To do
Send back the entries exactly as they were given.
————
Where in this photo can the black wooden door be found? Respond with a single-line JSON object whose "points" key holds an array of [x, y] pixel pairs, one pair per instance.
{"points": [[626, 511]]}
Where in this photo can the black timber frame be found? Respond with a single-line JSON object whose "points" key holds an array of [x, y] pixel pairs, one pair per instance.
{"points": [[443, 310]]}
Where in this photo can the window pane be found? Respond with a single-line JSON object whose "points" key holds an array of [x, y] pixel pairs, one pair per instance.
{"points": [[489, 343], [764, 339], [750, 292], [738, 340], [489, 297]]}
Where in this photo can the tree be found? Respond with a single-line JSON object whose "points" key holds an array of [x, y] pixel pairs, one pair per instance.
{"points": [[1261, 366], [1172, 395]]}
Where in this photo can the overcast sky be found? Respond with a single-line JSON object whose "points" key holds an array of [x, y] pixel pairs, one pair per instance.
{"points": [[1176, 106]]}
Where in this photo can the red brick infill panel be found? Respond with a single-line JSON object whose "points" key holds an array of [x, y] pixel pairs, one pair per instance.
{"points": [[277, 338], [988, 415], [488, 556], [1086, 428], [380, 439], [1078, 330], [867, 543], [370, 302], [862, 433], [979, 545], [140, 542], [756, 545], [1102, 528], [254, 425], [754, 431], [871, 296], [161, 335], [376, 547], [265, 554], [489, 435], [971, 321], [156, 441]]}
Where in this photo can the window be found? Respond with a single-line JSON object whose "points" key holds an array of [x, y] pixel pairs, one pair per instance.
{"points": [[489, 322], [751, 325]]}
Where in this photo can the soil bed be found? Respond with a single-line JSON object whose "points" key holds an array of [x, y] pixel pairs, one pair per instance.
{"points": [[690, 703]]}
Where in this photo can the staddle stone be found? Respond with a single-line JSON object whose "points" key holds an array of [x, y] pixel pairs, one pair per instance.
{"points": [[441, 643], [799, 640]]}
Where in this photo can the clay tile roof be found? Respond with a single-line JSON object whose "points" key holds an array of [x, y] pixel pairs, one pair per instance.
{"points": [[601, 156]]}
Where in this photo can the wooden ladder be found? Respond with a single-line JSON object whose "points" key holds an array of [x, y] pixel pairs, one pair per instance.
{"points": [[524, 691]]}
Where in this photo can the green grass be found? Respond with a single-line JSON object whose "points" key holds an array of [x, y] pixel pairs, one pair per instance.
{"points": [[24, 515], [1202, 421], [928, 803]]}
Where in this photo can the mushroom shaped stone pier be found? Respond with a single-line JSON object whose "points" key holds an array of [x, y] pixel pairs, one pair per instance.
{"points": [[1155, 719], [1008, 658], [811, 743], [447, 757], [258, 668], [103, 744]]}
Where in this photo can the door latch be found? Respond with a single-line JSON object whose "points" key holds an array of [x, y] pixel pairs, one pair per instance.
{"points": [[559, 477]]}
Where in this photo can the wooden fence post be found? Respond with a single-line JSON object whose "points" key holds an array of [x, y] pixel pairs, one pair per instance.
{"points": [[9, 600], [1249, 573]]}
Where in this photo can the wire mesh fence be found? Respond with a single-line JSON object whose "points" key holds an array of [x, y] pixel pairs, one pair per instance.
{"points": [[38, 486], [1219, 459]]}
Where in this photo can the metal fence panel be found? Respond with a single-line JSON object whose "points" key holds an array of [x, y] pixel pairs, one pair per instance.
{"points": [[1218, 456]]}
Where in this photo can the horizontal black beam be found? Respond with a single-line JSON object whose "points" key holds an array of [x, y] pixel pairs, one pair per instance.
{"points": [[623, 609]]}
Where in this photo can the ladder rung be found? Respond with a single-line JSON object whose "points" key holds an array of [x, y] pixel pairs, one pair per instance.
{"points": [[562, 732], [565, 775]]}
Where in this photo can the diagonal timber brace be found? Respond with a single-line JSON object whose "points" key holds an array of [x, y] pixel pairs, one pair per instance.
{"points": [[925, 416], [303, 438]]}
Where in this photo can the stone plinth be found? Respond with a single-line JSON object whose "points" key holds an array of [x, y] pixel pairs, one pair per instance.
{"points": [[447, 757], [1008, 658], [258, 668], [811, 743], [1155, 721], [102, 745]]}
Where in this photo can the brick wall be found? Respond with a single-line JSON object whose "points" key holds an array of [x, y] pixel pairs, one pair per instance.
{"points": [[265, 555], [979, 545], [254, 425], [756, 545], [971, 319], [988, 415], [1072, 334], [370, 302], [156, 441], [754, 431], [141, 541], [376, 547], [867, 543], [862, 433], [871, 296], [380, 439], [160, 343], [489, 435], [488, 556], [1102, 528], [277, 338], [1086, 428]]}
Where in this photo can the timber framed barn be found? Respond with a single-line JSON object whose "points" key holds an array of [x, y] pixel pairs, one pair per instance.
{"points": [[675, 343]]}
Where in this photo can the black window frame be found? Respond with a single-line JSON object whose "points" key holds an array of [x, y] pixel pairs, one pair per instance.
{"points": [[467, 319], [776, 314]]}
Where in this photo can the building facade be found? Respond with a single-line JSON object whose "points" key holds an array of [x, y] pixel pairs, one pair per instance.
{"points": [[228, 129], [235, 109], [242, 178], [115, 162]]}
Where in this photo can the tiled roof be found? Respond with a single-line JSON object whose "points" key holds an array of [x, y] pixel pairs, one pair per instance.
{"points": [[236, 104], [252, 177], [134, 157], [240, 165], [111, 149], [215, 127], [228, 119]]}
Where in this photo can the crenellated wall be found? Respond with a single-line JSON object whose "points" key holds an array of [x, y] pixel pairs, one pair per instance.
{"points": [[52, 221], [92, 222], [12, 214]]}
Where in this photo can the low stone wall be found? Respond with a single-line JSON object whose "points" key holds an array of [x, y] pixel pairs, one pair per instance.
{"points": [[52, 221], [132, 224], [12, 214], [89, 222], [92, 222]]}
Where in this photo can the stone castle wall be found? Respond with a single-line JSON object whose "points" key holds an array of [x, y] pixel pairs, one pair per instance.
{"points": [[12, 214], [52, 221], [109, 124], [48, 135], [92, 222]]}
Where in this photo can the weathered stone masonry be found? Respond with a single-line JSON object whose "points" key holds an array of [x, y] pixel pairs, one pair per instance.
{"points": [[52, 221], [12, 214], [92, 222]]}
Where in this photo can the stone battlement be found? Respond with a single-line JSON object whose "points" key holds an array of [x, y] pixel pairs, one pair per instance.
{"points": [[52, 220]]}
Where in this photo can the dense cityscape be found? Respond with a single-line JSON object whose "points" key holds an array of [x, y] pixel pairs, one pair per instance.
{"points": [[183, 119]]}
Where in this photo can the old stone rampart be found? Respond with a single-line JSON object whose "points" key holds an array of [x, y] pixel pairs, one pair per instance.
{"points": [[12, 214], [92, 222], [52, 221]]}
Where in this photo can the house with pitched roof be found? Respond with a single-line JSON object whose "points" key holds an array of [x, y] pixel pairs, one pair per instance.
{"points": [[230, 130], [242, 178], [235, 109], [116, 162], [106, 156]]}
————
Answer section
Where in this photo can the black wooden door be found? Respond with a single-line JSON object whose "points" key holds an array of [x, y] pixel pairs, one pair per instance.
{"points": [[626, 511]]}
Where in this photo can the black timber frame be found? Respond with a single-line JSON object whose "points" key holds an array of [x, y] pixel pairs, one pair per instance.
{"points": [[443, 310]]}
Where in this photo can the window pane be found? Respond with a single-line JSON object whose "points" key holds an array of [x, y] pixel pairs, one pair per instance.
{"points": [[489, 343], [764, 339], [750, 292], [738, 340], [489, 297]]}
Where in this photo can the tree be found? Respond with a single-line JSON object whose "points" key holds an array of [x, y] pixel pairs, one pair per instance.
{"points": [[1261, 366], [1172, 395]]}
Where in this photo can the overcast sky be found? Respond with a single-line JSON object whose "points" key holds an array of [x, y] pixel pairs, one pair per instance.
{"points": [[1176, 106]]}
Where in this photo can the red brick infill panel be found? Respond with a single-line JSON object whose "points" key holds an array of [x, y] pixel pairs, one pair per instance.
{"points": [[277, 338], [988, 415], [488, 556], [1086, 428], [380, 439], [1078, 330], [867, 543], [370, 302], [862, 433], [979, 545], [140, 542], [756, 545], [1102, 528], [254, 425], [754, 431], [871, 296], [161, 335], [376, 547], [265, 554], [489, 435], [971, 321], [156, 441]]}
Where in this photo can the window be found? Respond with a single-line JSON object whose "points" key holds an array of [x, y] pixel pairs, one pair per instance.
{"points": [[489, 322], [751, 325]]}
Where in this photo can the soil bed be found? Respond with a single-line JSON object whose "points" key holds an array of [x, y] pixel pairs, one pair per instance.
{"points": [[690, 703]]}
Where in this photo can the staddle stone be found? Respond with a single-line JSON object whose "points" key holds an array of [x, y] pixel pairs, one pair per instance.
{"points": [[441, 643], [799, 640]]}
Where in this photo can the clay tile roof be found? Respond with a single-line JSON object whose "points" key holds an array of [x, y] pixel pairs, one pair per instance.
{"points": [[601, 156]]}
Where in this photo can the wooden ladder be found? Respond with a single-line JSON object whose "points" key holds an array of [x, y] pixel pairs, one pair per instance.
{"points": [[524, 691]]}
Where in this photo can the green grass be found? Respond with a single-line JSON object whose "points" key holds an array of [x, y] pixel pairs, one pair per instance.
{"points": [[24, 515], [1202, 421], [928, 803]]}
Where in this photo can the mushroom shaped stone pier be found? Respond with a single-line JSON object whose "points" key holds an array of [x, y] pixel pairs, one pair per instance.
{"points": [[1155, 719], [1008, 658], [811, 743], [447, 757], [258, 668], [103, 744]]}
Where in this photo can the door latch be found? Respond with a single-line JSON object whose "points" key holds an array of [x, y] pixel pairs, one pair per instance.
{"points": [[559, 477]]}
Where in this photo can the wooden fence post be found? Respond with a single-line JSON object whose "points" key holds an array of [x, y] pixel pairs, one pair per instance.
{"points": [[9, 600], [1249, 573]]}
Where in this photo can the wire mesh fence be found? Respond with a single-line JSON object whose "points" key holds an array of [x, y] pixel pairs, one pair per instance.
{"points": [[38, 486], [1219, 459]]}
Where in this photo can the metal fence panel be found? Respond with a single-line JSON object whose "points" key holds an array of [x, y] pixel pairs, one pair per instance.
{"points": [[1218, 456]]}
Where in this photo can the horizontal black beam be found? Respond with a single-line JSON object whose "points" key holds an array of [x, y] pixel pairs, one pair per instance.
{"points": [[623, 609]]}
Where in this photo can the ladder rung be found? Respond with a single-line JSON object whose "points" key holds an array of [x, y] pixel pairs, one pair per instance.
{"points": [[562, 732], [565, 775]]}
Where in this photo can the diagonal timber brace be found? Respond with a single-line JSON object whose "points" key holds an array of [x, y] pixel pairs, one pair per instance.
{"points": [[925, 416], [303, 438]]}
Where in this photo can the stone plinth be found? Respond with a single-line JSON object whose "points" key holds an array of [x, y] pixel pairs, one pair per instance.
{"points": [[447, 757], [1008, 658], [258, 668], [811, 743], [1155, 721], [102, 745]]}
Where in this photo can the brick wall be found? Respond with a single-line JSON object whose "points" key holds an array of [x, y] pixel pairs, one pair per instance.
{"points": [[265, 555], [979, 545], [254, 425], [756, 545], [971, 319], [988, 415], [1072, 334], [370, 302], [156, 441], [754, 431], [141, 541], [376, 547], [867, 543], [862, 433], [871, 296], [380, 439], [160, 343], [489, 435], [488, 556], [1102, 528], [277, 338], [1086, 428]]}
Where in this photo can the timber framed barn be found? Respond with a single-line JSON object whose "points" key holds an array of [x, y] pixel pairs, one pair per instance.
{"points": [[675, 343]]}
Where in this photo can the black window frame be found? Respond with a single-line JSON object whose "points" key holds an array of [x, y] pixel pairs, one pair per instance.
{"points": [[467, 319], [776, 314]]}
Where in this photo can the building facade be found? Respond with a single-line JSON object whose "points" key holds an array of [x, y] pixel pairs, one pair per instance.
{"points": [[228, 129], [235, 109], [242, 178], [115, 162]]}
Where in this photo can the tiled roof be found? Respond with a single-line JSON object whose "points" key holds an array of [x, y] pixel pairs, one pair per instance.
{"points": [[236, 104], [252, 177], [134, 157], [240, 165], [111, 149], [215, 127], [228, 119]]}
Where in this photo can the crenellated wall be found? Respond with a single-line JSON object whose "points" key holds an array of [x, y] pixel pairs, one pair per instance.
{"points": [[52, 221], [92, 222], [12, 214]]}
Where in this photo can the low stone wall be found? Respond with a single-line JSON object whose "points" key holds an array of [x, y] pixel pairs, one pair per instance.
{"points": [[52, 221], [132, 224], [12, 214], [89, 222], [92, 222]]}
Where in this photo can the stone castle wall be found? Respond with a single-line JSON object whose "points" key holds an array of [x, y] pixel pairs, one pair per instance.
{"points": [[12, 214], [52, 221], [109, 124], [48, 135], [92, 222]]}
Where in this photo can the weathered stone masonry be found? Respond with a single-line JSON object whose "points" key holds an array of [x, y] pixel pairs, one pair per instance.
{"points": [[52, 221], [12, 214], [92, 222]]}
Where in this photo can the stone battlement be found? Respond with a single-line JSON object whose "points" key holds an array of [x, y] pixel pairs, one pair per instance.
{"points": [[52, 220]]}
Where in this photo can the dense cityscape be found? Respond with a single-line JSON object whose "points" key holds an array of [x, y] pixel pairs, one pair per instance.
{"points": [[183, 119]]}
Where in this photo can the old stone rampart be found? Respond with a single-line JSON object whose "points" key holds an array of [x, y] pixel pairs, one pair per instance.
{"points": [[12, 214], [92, 222], [52, 221]]}
Where in this photo can the house with pitched roof be found? Respond with a single-line JSON object whose "points" key holds an array of [x, y] pixel pairs, one pair per instance.
{"points": [[230, 130], [242, 178], [235, 109], [116, 162], [106, 156]]}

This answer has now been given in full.